◆ **Records provided**:

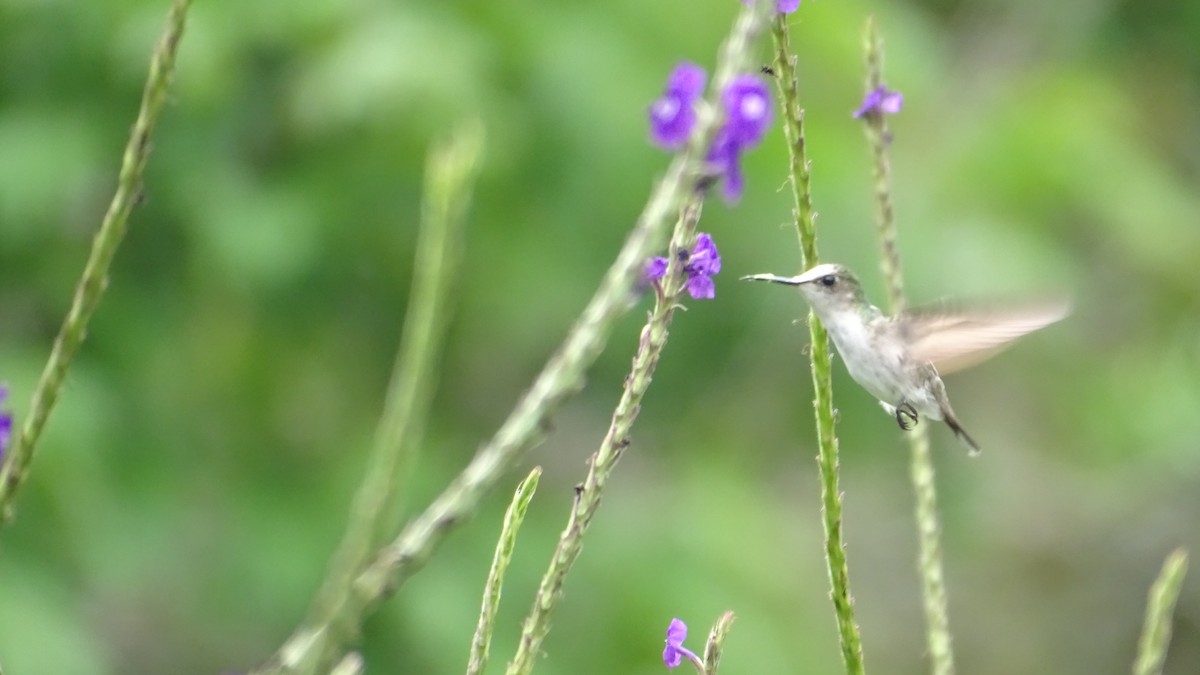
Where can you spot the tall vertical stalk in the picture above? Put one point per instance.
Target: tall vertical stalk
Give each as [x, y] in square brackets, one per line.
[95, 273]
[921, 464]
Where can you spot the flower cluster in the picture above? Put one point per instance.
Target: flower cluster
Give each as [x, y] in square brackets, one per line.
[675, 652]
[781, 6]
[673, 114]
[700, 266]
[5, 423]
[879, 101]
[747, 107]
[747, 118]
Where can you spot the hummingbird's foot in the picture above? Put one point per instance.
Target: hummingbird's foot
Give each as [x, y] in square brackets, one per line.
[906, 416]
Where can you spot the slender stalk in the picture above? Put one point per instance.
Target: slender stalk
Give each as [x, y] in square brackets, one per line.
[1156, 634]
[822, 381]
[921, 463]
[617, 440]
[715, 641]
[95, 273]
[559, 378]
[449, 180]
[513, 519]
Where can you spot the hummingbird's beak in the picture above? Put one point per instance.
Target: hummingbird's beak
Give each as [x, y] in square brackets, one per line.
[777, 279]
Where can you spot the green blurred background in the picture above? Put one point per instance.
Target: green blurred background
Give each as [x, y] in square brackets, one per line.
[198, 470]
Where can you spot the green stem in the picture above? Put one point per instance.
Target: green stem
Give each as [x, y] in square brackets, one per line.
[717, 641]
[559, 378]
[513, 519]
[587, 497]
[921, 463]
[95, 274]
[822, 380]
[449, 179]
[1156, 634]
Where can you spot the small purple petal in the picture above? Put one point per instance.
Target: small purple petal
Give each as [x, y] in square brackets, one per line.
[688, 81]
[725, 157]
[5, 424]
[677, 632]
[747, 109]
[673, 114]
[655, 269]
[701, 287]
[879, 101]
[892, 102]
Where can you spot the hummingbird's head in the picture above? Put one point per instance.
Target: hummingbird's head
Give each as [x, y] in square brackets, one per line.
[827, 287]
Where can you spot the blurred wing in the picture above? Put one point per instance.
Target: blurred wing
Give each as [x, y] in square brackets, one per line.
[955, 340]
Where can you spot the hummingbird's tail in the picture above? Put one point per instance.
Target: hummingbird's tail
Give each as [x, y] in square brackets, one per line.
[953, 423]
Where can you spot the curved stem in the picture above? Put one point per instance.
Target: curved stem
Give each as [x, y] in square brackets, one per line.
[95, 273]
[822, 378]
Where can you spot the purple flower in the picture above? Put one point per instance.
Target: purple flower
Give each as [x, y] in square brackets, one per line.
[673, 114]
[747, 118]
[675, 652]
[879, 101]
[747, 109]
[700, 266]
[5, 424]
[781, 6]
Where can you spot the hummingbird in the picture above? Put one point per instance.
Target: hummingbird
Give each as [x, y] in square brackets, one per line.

◆ **To do**: Rewrite the lines of the records as a numbered list, from the line containing "Where can you spot the curved" through the end of the records, leaving out any blank lines.

◆ **Reply**:
1. Where can you spot the curved stem in the picture above? Put one point per instance.
2. Target: curved stem
3. Give each as [x, y] in square brackets, one per line.
4. [95, 273]
5. [822, 378]
6. Where can you spot the purple flower in the picture above? Put one point per instance.
7. Target: purple flower
8. Give each as [x, y] in square brackets, one per line.
9. [673, 114]
10. [747, 118]
11. [675, 652]
12. [879, 101]
13. [747, 109]
14. [700, 266]
15. [5, 424]
16. [781, 6]
17. Where can you spot the hummingbird in the picture above? Put one point per instance.
18. Target: hummingbird
19. Give each as [x, y] in square brackets, one per line.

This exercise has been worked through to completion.